Set task.
Find every line in the listing that contains the word "white" and copy each one. Case counts.
start Records for processing
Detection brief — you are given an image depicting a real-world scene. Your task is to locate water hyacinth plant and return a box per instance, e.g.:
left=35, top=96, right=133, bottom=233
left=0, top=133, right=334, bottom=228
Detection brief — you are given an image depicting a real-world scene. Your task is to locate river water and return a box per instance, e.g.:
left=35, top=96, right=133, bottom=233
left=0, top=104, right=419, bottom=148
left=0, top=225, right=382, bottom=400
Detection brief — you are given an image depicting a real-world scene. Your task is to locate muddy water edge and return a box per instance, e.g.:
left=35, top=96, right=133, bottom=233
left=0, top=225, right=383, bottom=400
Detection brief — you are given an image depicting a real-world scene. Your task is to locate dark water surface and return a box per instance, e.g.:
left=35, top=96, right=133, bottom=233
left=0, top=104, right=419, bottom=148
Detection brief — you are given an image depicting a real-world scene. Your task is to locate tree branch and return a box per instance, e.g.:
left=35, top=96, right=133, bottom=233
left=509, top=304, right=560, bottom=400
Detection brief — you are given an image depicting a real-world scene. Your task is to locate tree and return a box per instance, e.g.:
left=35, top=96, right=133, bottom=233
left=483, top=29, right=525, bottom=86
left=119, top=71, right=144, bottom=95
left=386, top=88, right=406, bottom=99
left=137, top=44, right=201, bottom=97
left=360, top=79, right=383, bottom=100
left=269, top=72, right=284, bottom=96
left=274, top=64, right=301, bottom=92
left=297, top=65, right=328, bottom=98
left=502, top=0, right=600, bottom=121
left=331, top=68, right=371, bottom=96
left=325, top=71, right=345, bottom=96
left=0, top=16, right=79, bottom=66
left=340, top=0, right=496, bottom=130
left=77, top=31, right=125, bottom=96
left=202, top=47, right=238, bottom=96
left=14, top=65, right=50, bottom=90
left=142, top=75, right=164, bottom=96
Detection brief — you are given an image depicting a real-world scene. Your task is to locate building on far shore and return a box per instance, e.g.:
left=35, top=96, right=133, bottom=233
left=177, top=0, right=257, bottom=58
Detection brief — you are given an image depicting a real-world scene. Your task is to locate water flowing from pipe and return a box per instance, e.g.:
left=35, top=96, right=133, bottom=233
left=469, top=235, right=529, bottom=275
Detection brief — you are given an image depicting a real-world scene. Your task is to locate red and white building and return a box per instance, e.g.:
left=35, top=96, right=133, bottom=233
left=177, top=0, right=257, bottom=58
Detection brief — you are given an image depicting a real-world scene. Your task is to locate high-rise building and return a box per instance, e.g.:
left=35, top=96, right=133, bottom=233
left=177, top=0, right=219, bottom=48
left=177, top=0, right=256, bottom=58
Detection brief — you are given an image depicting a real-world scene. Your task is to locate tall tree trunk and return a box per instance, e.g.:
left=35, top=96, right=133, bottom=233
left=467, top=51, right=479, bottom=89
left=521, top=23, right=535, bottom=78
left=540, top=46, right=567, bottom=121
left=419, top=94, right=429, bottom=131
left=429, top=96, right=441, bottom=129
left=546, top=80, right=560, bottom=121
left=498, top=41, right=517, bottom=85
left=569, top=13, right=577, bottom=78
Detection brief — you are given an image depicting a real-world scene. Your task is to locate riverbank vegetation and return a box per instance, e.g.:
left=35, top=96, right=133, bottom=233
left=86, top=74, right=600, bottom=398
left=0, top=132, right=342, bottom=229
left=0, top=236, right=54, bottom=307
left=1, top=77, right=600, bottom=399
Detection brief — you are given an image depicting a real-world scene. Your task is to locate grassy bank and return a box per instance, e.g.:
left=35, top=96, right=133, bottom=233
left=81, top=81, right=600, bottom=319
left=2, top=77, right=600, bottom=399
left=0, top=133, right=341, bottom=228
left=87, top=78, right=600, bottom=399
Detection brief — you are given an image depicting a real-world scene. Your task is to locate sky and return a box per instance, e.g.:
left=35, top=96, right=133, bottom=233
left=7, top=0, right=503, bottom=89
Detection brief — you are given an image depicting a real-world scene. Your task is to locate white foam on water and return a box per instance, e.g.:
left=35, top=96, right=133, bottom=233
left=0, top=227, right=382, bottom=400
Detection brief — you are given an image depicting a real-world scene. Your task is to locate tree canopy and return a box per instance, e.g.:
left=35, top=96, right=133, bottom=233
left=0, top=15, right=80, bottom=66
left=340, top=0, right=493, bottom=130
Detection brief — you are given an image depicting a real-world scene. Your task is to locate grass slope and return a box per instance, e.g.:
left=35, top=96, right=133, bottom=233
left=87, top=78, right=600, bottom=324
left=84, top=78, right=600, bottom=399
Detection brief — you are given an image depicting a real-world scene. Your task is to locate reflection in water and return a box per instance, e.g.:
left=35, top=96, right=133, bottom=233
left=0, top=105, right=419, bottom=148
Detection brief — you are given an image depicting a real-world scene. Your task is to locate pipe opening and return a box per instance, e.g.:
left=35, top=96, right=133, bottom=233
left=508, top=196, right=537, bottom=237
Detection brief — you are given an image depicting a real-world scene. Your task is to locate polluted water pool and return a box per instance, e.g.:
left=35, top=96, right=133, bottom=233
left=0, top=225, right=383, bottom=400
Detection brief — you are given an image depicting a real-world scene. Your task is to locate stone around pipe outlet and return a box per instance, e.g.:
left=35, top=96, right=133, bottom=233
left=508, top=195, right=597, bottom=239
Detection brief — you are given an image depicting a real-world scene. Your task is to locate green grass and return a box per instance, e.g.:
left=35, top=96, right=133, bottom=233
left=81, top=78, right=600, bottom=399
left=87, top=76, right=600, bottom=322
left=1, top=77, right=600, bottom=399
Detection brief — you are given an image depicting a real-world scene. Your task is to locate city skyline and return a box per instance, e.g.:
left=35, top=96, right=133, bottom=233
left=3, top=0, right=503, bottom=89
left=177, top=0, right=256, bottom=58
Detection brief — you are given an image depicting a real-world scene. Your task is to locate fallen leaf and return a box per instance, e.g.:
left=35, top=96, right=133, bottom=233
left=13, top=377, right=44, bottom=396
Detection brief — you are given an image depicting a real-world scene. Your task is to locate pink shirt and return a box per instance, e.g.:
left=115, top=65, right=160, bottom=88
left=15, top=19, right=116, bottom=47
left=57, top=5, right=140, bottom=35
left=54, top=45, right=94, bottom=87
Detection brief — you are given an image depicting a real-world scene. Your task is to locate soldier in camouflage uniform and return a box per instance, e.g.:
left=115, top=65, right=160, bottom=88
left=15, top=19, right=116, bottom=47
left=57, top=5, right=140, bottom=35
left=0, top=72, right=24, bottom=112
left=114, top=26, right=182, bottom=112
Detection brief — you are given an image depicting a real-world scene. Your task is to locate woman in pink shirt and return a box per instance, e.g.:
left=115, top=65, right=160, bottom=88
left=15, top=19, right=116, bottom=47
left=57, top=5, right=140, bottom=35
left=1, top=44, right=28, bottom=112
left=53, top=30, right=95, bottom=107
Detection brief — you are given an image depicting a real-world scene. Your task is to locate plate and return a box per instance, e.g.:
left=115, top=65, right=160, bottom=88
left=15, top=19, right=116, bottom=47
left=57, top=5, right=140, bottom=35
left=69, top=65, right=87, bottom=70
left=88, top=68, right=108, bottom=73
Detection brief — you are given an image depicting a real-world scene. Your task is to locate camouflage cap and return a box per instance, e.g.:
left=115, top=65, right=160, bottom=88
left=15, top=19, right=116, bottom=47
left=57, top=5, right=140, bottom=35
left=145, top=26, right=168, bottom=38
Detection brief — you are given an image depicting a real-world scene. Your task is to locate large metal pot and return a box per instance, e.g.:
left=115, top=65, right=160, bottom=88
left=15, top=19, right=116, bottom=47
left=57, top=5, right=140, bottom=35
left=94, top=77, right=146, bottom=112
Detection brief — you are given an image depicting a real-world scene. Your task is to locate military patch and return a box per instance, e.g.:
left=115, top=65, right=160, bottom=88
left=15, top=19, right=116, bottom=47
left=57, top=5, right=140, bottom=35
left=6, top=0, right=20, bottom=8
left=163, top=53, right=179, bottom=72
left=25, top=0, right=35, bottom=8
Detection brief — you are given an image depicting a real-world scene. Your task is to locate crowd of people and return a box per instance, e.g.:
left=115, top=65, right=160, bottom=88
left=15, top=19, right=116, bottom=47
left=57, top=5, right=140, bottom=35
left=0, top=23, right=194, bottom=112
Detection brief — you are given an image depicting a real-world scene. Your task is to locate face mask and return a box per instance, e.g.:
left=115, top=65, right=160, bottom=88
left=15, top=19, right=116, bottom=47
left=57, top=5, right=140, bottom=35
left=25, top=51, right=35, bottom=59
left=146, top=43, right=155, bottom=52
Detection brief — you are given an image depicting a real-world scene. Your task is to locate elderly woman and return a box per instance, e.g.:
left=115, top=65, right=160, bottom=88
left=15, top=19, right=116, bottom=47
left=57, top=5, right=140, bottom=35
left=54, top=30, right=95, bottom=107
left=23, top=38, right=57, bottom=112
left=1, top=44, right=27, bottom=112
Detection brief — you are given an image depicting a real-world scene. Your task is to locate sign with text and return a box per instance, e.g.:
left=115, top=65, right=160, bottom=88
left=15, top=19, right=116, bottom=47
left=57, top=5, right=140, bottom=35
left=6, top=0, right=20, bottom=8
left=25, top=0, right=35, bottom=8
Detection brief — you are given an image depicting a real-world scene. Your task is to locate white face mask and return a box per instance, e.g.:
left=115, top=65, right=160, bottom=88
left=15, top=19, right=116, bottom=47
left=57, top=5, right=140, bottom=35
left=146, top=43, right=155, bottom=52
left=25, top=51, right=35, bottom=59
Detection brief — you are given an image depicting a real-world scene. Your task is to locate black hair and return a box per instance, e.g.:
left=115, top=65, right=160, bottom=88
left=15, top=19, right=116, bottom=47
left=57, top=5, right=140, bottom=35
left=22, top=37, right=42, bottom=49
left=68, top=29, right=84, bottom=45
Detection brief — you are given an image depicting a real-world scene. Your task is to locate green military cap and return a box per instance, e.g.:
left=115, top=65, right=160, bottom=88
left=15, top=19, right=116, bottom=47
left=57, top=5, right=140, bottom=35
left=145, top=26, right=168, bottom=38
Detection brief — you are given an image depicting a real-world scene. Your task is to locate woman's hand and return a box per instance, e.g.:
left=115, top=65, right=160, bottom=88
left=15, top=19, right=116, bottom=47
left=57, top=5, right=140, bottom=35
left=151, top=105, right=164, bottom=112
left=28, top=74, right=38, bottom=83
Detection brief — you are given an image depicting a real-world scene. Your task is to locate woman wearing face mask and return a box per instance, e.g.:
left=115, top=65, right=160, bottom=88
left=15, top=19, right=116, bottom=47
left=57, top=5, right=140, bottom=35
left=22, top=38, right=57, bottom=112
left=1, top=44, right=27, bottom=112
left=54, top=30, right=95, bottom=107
end Records for processing
Full answer.
Detection brief — you are given an image depicting a real-world scene. Your task is to locate red and white building and return a box per instance, e.g.:
Detection brief — you are given an image depicting a real-world scene. Your task is to locate white foam on water and return a box per instance, e.g.:
Detection brief — you are given an image depicting a real-world scene. Your task is to locate white face mask and return a box per instance, e.g.:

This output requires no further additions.